+++ Supplied passage
Coolies were made use of in the United States, on the Sugar Islands, in Peru, in Hawaii, in European Colonies in Southeast Asia, and in Australia. Most of them were recruited in China, India, and Malaya, but some of them also in Africa. Conditions varied in the different states and colonies, but some recurred in most coolie contracts. Officially, coolies were free to return to their home country at the end of their contract, but even if they would have been able to find a ship and pay their fare, many were tricked and forced into the renewal of their contract. In the early phases of the trade in coolies, these laborers often found themselves on plantations or in sugar mills whose owners and overseers were accustomed to slavery and saw no reason to change their manner of commanding labor. The hypothetical ability to leave their job at the end of a contract did not improve the working and living conditions of coolies while the contract lasted. From the 1860s onward, governments in the home countries tried to forbid or at least to control the trade, and some governments in receiving countries, especially in the West Indies, set up commissions to look into the realities of contract labor. The most important incentive to do so seems to have come from free wage-laborers in these countries, among them those former coolies who – for whatever reason – had not returned home after the end of their contract. They protested against the fact that the very low pay of coolies endangered their own demand for better wages. At the end of the 19th and in the first decades of the 20th century there were many places in world capitalism where unbiased observers were at a loss to detect differences between slavery and contract labor. Often coolies were forced to live at their place of work, and not only the managers of the tea-gardens in Assam but also those of tobacco plantations at the Eastern Coast of Sumatra tried to prevent the flight of their labor force by guarding them with fences, dogs, and armed watch personnel. Of the 85,000 coolies who had arrived in the modern hell of tobacco plantations in Sumatra in 1866, 35,000 had already died three years later. In 1873 planters in this colony were granted penal jurisdiction over their labor force.24
It was around that time that free wage labor had, indeed, become prevalent in the metropolitan core states of capitalism. This notwithstanding, employers could and still did make use of the state in order to prevent collective bargaining. More often than not armed forces were employed in order to prevent or break up a strike, and activists were regularly sentenced to stints in prison. It was only in the first decades of the 20th century that capitalism in the core metropolitan capitalist states started to become domesticated.25 While most authors take the development of social policy as having been vital for the transformations of capitalism, “domestication” focuses on the institutionalization of class conflict. This is most evident in the neutrality of state penal institutions in the face of strikes.
++++++
- **Set of tasks**:
A – Name every place the passage on coolie labor says coolies were made use of.
B – Pick up the passage on coolie labor and capitalism after its last sentence and carry it further.
+++ Material supplied
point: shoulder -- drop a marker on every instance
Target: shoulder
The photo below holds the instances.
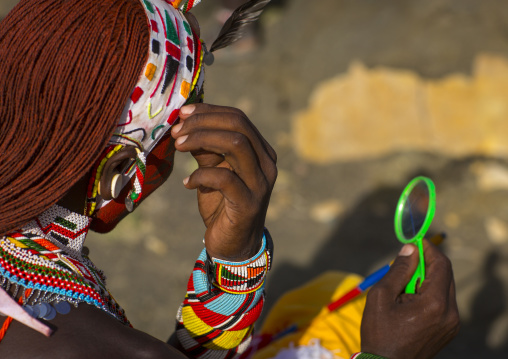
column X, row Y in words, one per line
column 86, row 332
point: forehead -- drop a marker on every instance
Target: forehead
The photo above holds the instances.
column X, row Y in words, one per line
column 171, row 75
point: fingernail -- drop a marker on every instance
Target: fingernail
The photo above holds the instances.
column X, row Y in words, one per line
column 187, row 110
column 407, row 250
column 177, row 128
column 181, row 140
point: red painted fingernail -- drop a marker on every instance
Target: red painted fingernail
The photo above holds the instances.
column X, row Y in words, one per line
column 187, row 110
column 182, row 139
column 177, row 128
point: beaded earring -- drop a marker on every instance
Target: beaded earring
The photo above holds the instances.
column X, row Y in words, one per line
column 95, row 179
column 136, row 192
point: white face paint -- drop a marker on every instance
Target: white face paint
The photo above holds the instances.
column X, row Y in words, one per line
column 172, row 74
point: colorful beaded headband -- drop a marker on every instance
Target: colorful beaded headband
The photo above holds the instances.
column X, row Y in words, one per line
column 173, row 74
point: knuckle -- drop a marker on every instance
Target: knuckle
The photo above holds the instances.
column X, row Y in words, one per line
column 375, row 293
column 238, row 140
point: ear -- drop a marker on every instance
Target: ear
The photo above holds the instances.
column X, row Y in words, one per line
column 111, row 176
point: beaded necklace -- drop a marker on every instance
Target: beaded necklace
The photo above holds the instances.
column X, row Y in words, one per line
column 46, row 257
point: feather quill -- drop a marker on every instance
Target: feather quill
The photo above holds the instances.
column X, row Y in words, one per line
column 234, row 27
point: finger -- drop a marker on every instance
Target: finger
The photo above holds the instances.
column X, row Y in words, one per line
column 439, row 273
column 235, row 147
column 242, row 123
column 233, row 123
column 400, row 273
column 223, row 180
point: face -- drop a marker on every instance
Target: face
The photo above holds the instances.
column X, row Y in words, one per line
column 159, row 165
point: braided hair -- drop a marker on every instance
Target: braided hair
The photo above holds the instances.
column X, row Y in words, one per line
column 67, row 68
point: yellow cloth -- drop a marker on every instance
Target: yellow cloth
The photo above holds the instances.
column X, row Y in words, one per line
column 338, row 331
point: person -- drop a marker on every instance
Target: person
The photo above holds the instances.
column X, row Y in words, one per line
column 95, row 98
++++++
- **Outputs**:
A – The United States, the Sugar Islands, Peru, Hawaii, European Colonies in Southeast Asia, and Australia

B –
One might be tempted, and many Marxists have given in to this temptation, to describe these developments as the workings of tendencies inherent in capitalism, the most important aspect of this tendency being the fact that direct violence was no longer used as threat against the health and the life of workers, in order to make them subservient to exploitation. That this argument – as well as the philosophy of history from which it has been deduced – cannot be upheld in the face of the concrete historical functioning of capitalism has been brutally made obvious by the labor regime of National Socialism. Not only were strikes outlawed and trade unions dissolved, with their activists among the first to be imprisoned in concentration camps, but from the late 1930s onwards, millions of men, women and even children were forced to labor under severe conditions in the “Reich.” Their capacity to labor was used in private households, on farms and on ships, in institutions of the church and in factories.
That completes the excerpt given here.